# START OF SELECTED TEXT

James Maidlow was curate at Cocking for most of the period that Thomas Williams was vicar. Although he was also vicar at East Dean, he was buried in the chancel at Cocking where his gravestone now stands on the east wall.
James Maidlow was born in Havant, Hampshire on 14 August 1732, the only child of James Maidlow (1704–1781) and his wife Elizabeth née Moody.
James Maidlow senior, described as a “Lisbon merchant” had married Elizabeth Moody at Warblington, near Havant, on 22 January 1729. Sadly, Elizabeth died a few days after the birth of her son.
James Maidlow was admitted as a pensioner into Jesus College, Cambridge , aged 16, on 22 August 1748. He matriculated in 1750 and graduated as Bachelor of Laws (LL.B.) in 1755.
In 1755, he was appointed as curate at both East Dean, near Chichester, and at nearby Woolavington (now East Lavington), where Robert Smith had been vicar and rector respectively since 1730.
There is no record of James Maidlow’s initial appointment as curate at Cocking, although this was probably shortly after Thomas Williams became vicar in early 1769. He first appears in the parish register on 4 December 1770 when he conducted the marriage of John Kenshot and Ann Hewitt. He continued to conduct marriages at Cocking for the next 24 years until January 1794.
On 16 June 1774, aged 41, he married 28-year old Sarah Marshall (also from Havant) at Cocking parish church. The officiating priest was Revd. Thomas Collins, the rector of Graffham. James and Sarah Maidlow’s only son, James Marshall Maidlow, was baptised at Cocking on 1 August 1776.
James Maidlow senior died in October 1781 and was buried in the churchyard on 15 October. He died insolvent leaving his few remaining assets to be distributed amongst his creditors.
Following the death of Andrew Boisdaune, then vicar at East Dean, in 1788, James Maidlow was “promoted” from curate to vicar, retaining this position until his death in 1794.

# END OF SELECTED TEXT
# START OF GIVEN ENTRIES

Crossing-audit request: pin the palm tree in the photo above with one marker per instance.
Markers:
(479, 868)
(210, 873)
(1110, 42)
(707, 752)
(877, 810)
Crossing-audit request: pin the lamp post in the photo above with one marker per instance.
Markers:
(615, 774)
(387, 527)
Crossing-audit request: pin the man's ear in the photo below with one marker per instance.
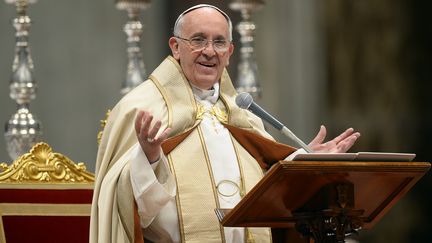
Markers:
(230, 52)
(172, 42)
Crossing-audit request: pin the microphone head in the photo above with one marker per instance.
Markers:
(244, 100)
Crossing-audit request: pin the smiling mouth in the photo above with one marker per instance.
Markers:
(207, 64)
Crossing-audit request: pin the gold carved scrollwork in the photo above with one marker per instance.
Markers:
(103, 124)
(41, 164)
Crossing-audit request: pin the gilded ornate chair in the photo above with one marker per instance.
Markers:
(45, 197)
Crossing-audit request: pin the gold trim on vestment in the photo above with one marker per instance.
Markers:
(210, 171)
(35, 209)
(179, 211)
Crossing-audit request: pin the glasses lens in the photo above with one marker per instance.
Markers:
(198, 44)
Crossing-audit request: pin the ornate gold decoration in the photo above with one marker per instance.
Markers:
(41, 164)
(103, 124)
(220, 114)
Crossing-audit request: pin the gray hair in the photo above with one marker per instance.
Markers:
(179, 22)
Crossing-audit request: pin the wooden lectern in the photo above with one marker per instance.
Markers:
(325, 200)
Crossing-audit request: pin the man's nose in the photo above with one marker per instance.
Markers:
(209, 49)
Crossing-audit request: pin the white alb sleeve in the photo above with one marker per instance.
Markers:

# END OF GIVEN ENTRIES

• [TASKS TO PERFORM]:
1) Reproduce the stretch of the James Maidlow biography from "James Maidlow was born" through "(LL.B.) in 1755." word for word.
2) According to the James Maidlow biography, who officiated at his 1774 marriage to Sarah Marshall?

• [SOLUTION SET]:
1)
James Maidlow was born in Havant, Hampshire on 14 August 1732, the only child of James Maidlow (1704–1781) and his wife Elizabeth née Moody.
James Maidlow senior, described as a “Lisbon merchant” had married Elizabeth Moody at Warblington, near Havant, on 22 January 1729. Sadly, Elizabeth died a few days after the birth of her son.
James Maidlow was admitted as a pensioner into Jesus College, Cambridge , aged 16, on 22 August 1748. He matriculated in 1750 and graduated as Bachelor of Laws (LL.B.) in 1755.

2) Revd. Thomas Collins, the rector of Graffham.